──────── Data provided ────────
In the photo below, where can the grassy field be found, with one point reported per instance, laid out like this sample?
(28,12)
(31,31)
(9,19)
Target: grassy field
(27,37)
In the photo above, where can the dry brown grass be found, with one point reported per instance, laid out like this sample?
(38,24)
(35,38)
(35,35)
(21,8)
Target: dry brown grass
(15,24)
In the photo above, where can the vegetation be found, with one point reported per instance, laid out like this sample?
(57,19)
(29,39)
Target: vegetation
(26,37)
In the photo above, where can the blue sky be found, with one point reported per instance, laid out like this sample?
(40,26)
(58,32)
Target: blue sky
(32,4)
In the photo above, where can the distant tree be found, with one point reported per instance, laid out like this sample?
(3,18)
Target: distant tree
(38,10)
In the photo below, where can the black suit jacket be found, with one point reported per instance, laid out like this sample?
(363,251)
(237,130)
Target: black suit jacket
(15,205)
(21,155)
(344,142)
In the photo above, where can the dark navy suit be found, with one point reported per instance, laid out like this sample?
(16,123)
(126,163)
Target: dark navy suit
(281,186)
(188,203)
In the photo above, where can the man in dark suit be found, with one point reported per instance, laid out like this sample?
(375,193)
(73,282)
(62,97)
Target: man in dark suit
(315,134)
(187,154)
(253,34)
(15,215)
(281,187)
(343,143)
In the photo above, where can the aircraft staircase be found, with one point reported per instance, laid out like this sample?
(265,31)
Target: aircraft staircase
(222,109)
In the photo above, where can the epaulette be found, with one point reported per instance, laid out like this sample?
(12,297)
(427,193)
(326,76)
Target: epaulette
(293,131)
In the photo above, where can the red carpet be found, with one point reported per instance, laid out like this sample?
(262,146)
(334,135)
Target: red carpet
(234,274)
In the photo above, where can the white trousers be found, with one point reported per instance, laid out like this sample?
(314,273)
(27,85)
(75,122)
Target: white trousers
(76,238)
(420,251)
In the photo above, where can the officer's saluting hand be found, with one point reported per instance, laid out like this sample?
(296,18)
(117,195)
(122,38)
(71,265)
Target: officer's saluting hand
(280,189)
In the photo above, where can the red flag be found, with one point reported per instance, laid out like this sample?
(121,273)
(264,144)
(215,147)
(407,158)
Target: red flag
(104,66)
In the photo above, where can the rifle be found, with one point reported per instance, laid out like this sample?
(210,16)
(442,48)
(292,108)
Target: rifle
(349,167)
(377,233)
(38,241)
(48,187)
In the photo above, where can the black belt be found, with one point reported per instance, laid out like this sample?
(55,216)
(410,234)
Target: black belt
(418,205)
────────
Activity
Repeat all the lines above, keeping them exactly as they are.

Response box
In the photo below, where can the grassy field be found, with one point reported per instance, laid out like this sample?
(28,12)
(31,31)
(9,19)
Target: grassy field
(27,37)
In the photo above, where can the dry brown grass be found, with one point reported per instance, laid out like this sample?
(38,24)
(35,38)
(35,35)
(21,8)
Target: dry brown grass
(15,24)
In the photo above, where can the vegetation be found, with one point reported per instance, laid out like this sample?
(57,19)
(29,39)
Target: vegetation
(26,37)
In the photo above, where can the blue sky be found, with one point reported per instance, laid out like this sample?
(40,26)
(58,32)
Target: blue sky
(32,4)
In the photo above, where can the distant tree be found, with one point reported per instance, laid out like this sample?
(3,18)
Target: distant tree
(38,10)
In the photo below, where can the black suit jacket be found, with one point reported per instance, laid out like this sample?
(363,251)
(237,130)
Target: black suit jacket
(15,205)
(21,155)
(344,142)
In the photo above, where can the dark navy suit be found, with one point reported per instance, laid out like this sample?
(16,123)
(126,163)
Target: dark navy suit
(281,186)
(188,203)
In the photo above, where can the man in dark suit be found, with one point reported per instance, laid out like this sample?
(375,193)
(73,282)
(62,97)
Target: man in dark suit
(315,134)
(187,154)
(253,34)
(15,215)
(281,187)
(343,143)
In the photo above, where can the aircraft staircase be found, with one point reported per instance, laid out like this sample?
(265,31)
Target: aircraft staircase
(222,109)
In the photo above, where can the epaulette be found, with one point reported per instance, laid out like this sample?
(12,297)
(427,193)
(326,76)
Target: epaulette
(293,131)
In the photo above, where can the red carpet be found, with one point reported per instance, laid out like this sample?
(262,146)
(334,135)
Target: red carpet
(234,274)
In the photo above, where can the white trousers be found, with one point reported per instance, laid out like this sample?
(314,273)
(27,85)
(75,122)
Target: white trousers
(76,238)
(420,251)
In the photo above, where can the officer's saluting hand be found, with one point reported per instance, laid out like this sample?
(296,18)
(117,195)
(122,38)
(71,265)
Target: officer's saluting hand
(280,189)
In the photo above, where can the red flag be found, with one point reported per instance, laid out like this sample?
(121,273)
(264,144)
(215,147)
(407,158)
Target: red flag
(104,66)
In the photo above, where can the rifle be found, with one point reported per instance, laid out like this sample?
(210,16)
(442,48)
(292,108)
Target: rifle
(349,167)
(377,233)
(38,241)
(48,187)
In the photo above, where can the black belt be found, with one point reported per instance, laid out like this sample?
(55,216)
(410,234)
Target: black belt
(418,205)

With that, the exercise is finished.